Шестое число. Стихи Вадим Штейнбрехт

Редактор Сергей Краснобород

Художник Сергей Жиленко


© Вадим Штейнбрехт, 2020


ISBN 978-5-0051-5293-0

Создано в интеллектуальной издательской системе Ridero

Если вы родились поэтом…

Художник нужен нам – не нужно нам зеркал…

Вадим Штейнбрехт

«Музыку я разъял, как труп»

Первое, что бросается в глаза при знакомстве со стихами Вадима Штейнбрехта – яркая метафоричность. Образы возникают, наслаиваются, нагромождаются. Они словно заигрывают с основной мыслью стихотворения, то проясняя, то вуалируя, то перенося её в другой смысловой контекст. От неожиданности метафор порой захватывает дух, а порой они просто обескураживают. В подобном смешении есть что-то от средневекового карнавала – многоголосое, насыщенное, пёстрое. И «по-Босховски» драматичное.

В стихах Вадима вообще много ссылок на Средневековье – дуэли, палачи, шуты, алхимики, прекрасные дамы, бескомпромиссный дуализм Бога и Дьявола. Образ поэта – это, прежде всего, образ Творца, Создателя, Демиурга, рождающего свой особый неповторимый мир.

Как создатель Галатеи, он упорно сражается с неподатливым материалом слов, чтобы с их помощью создать гармоничный образ обнажённой Души и оживить его потом своей любовью.

Можно ли упрекать поэта за подобное самозабвение? Ведь цель его – не величавое самолюбование, а попытка через отображение собственного мировосприятия ещё и ещё раз обратиться к нам, читающим, слушающим, не утратившим способность воспринимать Живое и Искреннее. Иногда в стихах такое откровенно прямое обращение отсылает к раннему Маяковскому – тот же эпатаж, провокация, ирония, вызов, даже злость на грани отчаяния.

Дух рыцарства в поэзии Штейнбрехта – тоже своеобразная дань Средневековью. Понятия Чести, верности Идеалу, служения Добру подспудно присутствуют практически в каждом стихотворении. Поэт упорно отстаивает их, как будто не обращая внимания на реалии современности. Наблюдаемая вокруг девальвация моральных ценностей становится просто темой для нового произведения, нового всплеска головокружительных метафор.

Рыцарем предстаёт поэт и в отношении к женщине, в описании любовных переживаний. Женщина – это всегда чуть отстранённая таинственная Прекрасная Дама, незнакомка в «третьем ряду» трибуны на кровавой корриде. Она чиста и возвышенна, величественна и притягательна. Она манит и отталкивает одновременно. Так влюбленный рвётся изведать счастье женских чар и одновременно боится быть отвергнутым.

«Вот и становится юноша мужем. Только вот что-то внутри убывает», написал Вадим Штейнбрехт. Сам поэт, кажется, изо всех сил не желает становиться «мужем», то есть «взрослым», «рассудительным», «правильным». Он словно постоянно и отчаянно оберегает свою детскую чистоту восприятия – без полутонов, без компромиссов, без лжи. Снова и снова, как «средневековый» Дон-Кихот, бросается он на борьбу с бездуховной пошлостью окружающего мира, время от времени соотнося себя с образами признанных «избранников» – Пушкина, Пастернака.

══════

| Задание 1 |
В каких строках записей встречается слово «dessert»? Выпишите все такие строки.
Текст и записи никак между собой не связаны.

══════

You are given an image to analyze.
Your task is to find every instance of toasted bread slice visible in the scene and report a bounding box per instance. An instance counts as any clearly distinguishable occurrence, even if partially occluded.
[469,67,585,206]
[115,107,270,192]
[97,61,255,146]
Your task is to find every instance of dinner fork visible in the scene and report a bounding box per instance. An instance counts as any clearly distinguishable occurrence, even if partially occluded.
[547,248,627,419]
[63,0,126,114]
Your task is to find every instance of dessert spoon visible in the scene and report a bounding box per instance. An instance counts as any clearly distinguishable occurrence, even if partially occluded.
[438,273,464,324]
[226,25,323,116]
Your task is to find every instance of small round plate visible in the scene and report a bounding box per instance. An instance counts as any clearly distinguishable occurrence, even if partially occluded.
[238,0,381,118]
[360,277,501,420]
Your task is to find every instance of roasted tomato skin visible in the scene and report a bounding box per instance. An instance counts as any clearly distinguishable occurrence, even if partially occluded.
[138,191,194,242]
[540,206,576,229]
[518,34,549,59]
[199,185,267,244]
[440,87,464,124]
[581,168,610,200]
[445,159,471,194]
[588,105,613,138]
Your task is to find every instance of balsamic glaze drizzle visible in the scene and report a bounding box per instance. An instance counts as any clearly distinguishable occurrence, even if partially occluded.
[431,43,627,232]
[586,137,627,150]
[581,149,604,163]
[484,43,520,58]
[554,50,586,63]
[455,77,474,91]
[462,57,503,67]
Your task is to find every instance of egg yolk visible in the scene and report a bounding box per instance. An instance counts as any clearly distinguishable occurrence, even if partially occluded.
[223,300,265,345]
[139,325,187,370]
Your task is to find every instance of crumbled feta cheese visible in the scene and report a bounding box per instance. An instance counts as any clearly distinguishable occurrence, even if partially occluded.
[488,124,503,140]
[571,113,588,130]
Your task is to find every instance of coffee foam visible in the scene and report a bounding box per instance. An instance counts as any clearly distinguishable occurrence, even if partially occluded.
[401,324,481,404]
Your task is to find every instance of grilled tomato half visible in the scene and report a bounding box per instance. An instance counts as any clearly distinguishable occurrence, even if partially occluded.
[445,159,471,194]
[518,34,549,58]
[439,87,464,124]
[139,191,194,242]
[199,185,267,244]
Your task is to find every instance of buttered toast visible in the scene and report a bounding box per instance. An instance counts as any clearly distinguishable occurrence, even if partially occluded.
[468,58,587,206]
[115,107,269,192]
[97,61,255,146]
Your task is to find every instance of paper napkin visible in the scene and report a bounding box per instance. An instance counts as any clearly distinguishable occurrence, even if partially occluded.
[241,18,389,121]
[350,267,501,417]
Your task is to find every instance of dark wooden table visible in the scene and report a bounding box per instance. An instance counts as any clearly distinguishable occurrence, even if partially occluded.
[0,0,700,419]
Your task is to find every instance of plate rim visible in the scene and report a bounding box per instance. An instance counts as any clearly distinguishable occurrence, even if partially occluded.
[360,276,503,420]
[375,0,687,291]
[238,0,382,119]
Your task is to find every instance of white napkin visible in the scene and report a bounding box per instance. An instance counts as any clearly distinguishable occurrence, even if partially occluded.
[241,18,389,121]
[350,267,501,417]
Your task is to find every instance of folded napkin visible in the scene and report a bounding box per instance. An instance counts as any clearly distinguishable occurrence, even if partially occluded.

══════

| Задание 2 |
Продолжите статью о стихах Вадима Штейнбрехта, начав сразу после её последнего предложения.

| Ответ 1 |
Your task is to find every instance of dessert spoon visible in the scene and report a bounding box per instance. An instance counts as any clearly distinguishable occurrence, even if partially occluded.

| Ответ 2 |
В борьбе одухотворенного одиночки с бесконечной беспросветной тьмой победа невозможна. Поэт знает это. Как знает и то, что жить по-другом – значит, изменить себе. Внутренняя неуспокоенность и неприкаянность привносят в стихи образы дороги: поезда, самолеты, перроны, вокзалы часто встречаются в произведениях Штейнбрехта. Поэт будто рвётся в неведомые дали и выси из нашего такого неуютного и неприемлемого мира.

А все стремления отобразить окружающую реальность заканчиваются своеобразными сюрреалистическими зарисовками, преломлёнными авторским мировосприятием. Эти картины полны иронии, сарказма, сожаления, сквозь которые на уровне метафизики проступает осознание бесконечной непреходящей дуалистической борьбы – между Поэтом и толпой, между одинокой Живой Душой и массой омертвевших обывателей, между человеком-Творцом, осознанным носителем Бога, и фатальной слепой Судьбой, подвластной указаниям Дьявола. Библейские образы соседствуют в таких зарисовках с бытовыми картинками, отсылки к вечным сюжетам – с авторскими прозрениями.

Одно из таких прозрений Вадим Штейнбрехт сформулировал в виде напутствия – и тем, кто способен прикоснуться к тайнам Поэзии, и, прежде всего, себе. Сформулировал – и воплотил всей своей жизнью: «Никогда не живите в прозе, если вы родились поэтом».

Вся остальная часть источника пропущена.